◆ Excerpt provided
Laws Are Necessary but Not Sufficient
India has some of the strongest disability legislation in its history. Yet implementation remains inconsistent.
Recent data shows that representation of persons with disabilities in corporate workforces remains extremely low — often below 1% — despite growing public commitments to diversity and inclusion. The challenge before policymakers is no longer simply creating laws. It is creating systems that translate rights into everyday opportunities.
A right to employment must lead to jobs. A right to education must lead to adult outcomes. A right to inclusion must lead to belonging.
What Effective Transition Planning Looks Like
Research on school-to-work transition highlights several factors that consistently improve outcomes: vocational guidance, work-based learning experiences, skill development, expanded social networks, and individualised planning that begins long before graduation.
Effective transition planning focuses on five pillars:
1. Discovering Strengths What does this person enjoy? What are they good at? What environments help them succeed?
2. Building Real Experiences Internships, volunteering, job shadowing, and community participation create genuine pathways — not theoretical ones.
3. Expanding Social Networks Relationships often lead to opportunities more effectively than formal programmes alone.
4. Focusing on Contribution What value can this person bring to others and to their community?
5. Planning for the Whole Life Employment matters, but so do friendships, recreation, health, citizenship, and a sense of belonging.
Families do not need another waiting list. They need pathways.
A Different Question for India
As India prepares millions of young people for the future, we must ask ourselves honestly:
What kind of future are we helping to build for neurodivergent youth?
Because the real question is not “What happens after school?” The real question is: “What happens after society stops expecting growth?”
Every young person deserves the opportunity to continue learning, contributing, making friends, taking risks, and building an adult identity — regardless of their disability.
The future of disability inclusion in India will not be measured by how many children enter school. It will be measured by how many adults find valued roles, meaningful work, genuine friendships, and a place where they truly belong.
The most successful transitions are not those that move people from one system to another. They are the ones that help people move into valued roles, meaningful relationships, and genuine community life.
That is what adulthood should look like — for every young person.
References
- Singal, N., & Jeffery, R. (2009). Transitions to adulthood for young people with disabilities in India: Current status and emerging prospects. Asia Pacific Disability Rehabilitation Journal.
- Narayan, S., & Srikanth, G. (2020). Challenges in transitioning to adulthood for individuals with Autism Spectrum Disorder in India. IOSR Journal of Humanities and Social Science.
- Khatoon, F. (2026). Employment status of persons with disabilities in India: Insights from National Sample Survey Data 2018. Social Sciences & Humanities Open.
- Rajasulochana, S. R., & Khan, M. I. (2024). Does access to assistive technologies enhance labour force participation amongst the disabled population? Evidence from India.
- Naraharisetti, R., & Castro, M. C. (2016). Factors associated with persons with disability employment in India. BMC Public Health.
- Inge, K. J., Wehman, P., Avellone, L., Broda, M., & McDonough, J. (2024). The impact of customized employment on the competitive integrated employment outcomes of transition age youth with intellectual and developmental disabilities. Work.
- Coñoman, G. I., Ávila, V., & Carmona, C. (2024). Initiatives to support the school-to-work transition of people with intellectual disabilities: A systematic review. Journal of Intellectual & Developmental Disability.
- Drexel University Autism Outcomes. Transition to Adulthood.
- UNICEF. Supporting Adolescent Transition to Adulthood.
- UNICEF. Children and Adolescents with Disabilities.
- Times of India. (2026). India talks diversity, but most companies employ less than 1% people with disabilities.

◆ Source data
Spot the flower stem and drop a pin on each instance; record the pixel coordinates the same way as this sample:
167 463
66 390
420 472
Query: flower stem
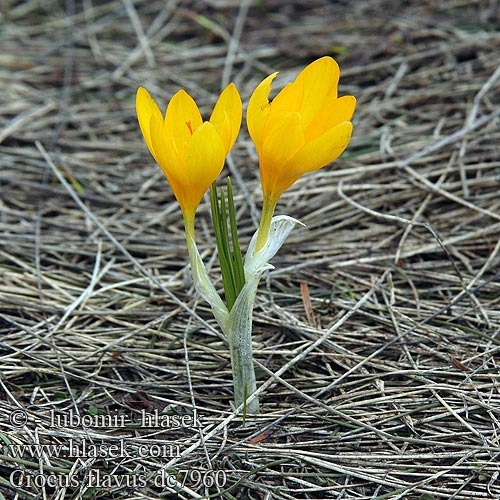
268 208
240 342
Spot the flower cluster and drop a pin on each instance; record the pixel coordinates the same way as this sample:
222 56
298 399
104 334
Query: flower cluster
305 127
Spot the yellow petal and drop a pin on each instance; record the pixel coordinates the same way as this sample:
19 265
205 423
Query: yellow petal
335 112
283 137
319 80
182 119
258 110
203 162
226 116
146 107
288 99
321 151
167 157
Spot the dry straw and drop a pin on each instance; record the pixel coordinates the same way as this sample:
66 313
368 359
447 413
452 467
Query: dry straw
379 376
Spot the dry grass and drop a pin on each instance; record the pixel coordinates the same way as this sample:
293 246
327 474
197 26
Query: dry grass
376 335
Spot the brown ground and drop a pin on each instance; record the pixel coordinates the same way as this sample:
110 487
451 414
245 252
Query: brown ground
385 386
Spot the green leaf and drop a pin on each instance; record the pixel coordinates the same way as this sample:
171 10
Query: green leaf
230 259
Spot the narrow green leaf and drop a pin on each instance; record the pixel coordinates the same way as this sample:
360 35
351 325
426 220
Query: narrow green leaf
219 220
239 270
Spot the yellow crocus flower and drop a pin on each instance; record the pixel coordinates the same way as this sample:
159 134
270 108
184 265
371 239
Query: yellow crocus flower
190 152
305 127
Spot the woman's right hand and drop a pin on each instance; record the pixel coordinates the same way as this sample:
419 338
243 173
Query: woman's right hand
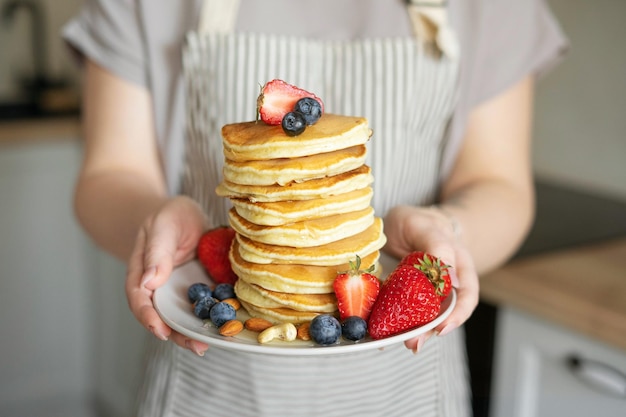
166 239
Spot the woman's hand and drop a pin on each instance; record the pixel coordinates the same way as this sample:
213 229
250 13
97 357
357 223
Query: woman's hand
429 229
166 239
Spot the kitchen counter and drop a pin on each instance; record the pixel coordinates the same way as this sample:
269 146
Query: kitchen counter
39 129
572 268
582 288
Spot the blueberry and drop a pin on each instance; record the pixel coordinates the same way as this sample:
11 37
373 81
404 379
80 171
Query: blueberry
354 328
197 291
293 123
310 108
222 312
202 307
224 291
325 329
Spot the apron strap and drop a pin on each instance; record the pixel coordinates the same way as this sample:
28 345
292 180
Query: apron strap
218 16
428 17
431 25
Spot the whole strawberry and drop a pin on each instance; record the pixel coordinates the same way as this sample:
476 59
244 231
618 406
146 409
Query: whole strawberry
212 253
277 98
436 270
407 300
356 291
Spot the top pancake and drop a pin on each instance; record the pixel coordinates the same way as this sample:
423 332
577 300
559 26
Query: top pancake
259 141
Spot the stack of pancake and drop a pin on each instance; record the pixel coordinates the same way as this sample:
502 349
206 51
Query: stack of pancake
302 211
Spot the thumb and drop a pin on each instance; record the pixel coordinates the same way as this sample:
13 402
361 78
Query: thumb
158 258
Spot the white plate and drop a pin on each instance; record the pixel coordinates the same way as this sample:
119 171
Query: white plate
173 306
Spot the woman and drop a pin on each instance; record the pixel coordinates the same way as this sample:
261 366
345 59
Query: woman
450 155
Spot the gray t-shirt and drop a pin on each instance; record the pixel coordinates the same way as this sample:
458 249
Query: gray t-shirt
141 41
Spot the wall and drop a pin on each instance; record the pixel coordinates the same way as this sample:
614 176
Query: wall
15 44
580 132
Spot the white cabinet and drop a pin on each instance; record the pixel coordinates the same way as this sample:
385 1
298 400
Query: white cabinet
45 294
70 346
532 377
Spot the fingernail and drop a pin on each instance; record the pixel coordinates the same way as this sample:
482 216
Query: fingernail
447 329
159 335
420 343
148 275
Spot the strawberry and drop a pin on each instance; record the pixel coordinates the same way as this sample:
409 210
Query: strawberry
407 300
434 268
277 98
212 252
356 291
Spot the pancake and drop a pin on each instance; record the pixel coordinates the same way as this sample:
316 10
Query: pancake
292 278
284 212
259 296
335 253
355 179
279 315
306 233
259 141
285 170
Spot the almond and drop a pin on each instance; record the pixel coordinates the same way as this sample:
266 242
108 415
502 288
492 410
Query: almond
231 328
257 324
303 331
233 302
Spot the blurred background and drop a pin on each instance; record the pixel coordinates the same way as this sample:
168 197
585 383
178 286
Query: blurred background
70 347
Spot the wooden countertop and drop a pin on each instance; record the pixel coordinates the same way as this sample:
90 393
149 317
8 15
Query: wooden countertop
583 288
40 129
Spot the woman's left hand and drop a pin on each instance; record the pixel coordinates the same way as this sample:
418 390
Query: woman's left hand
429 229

◆ Problem to solve
According to the text on disability inclusion in India, how large a share of corporate workforces do persons with disabilities often make up?

◆ Output
Often below 1%.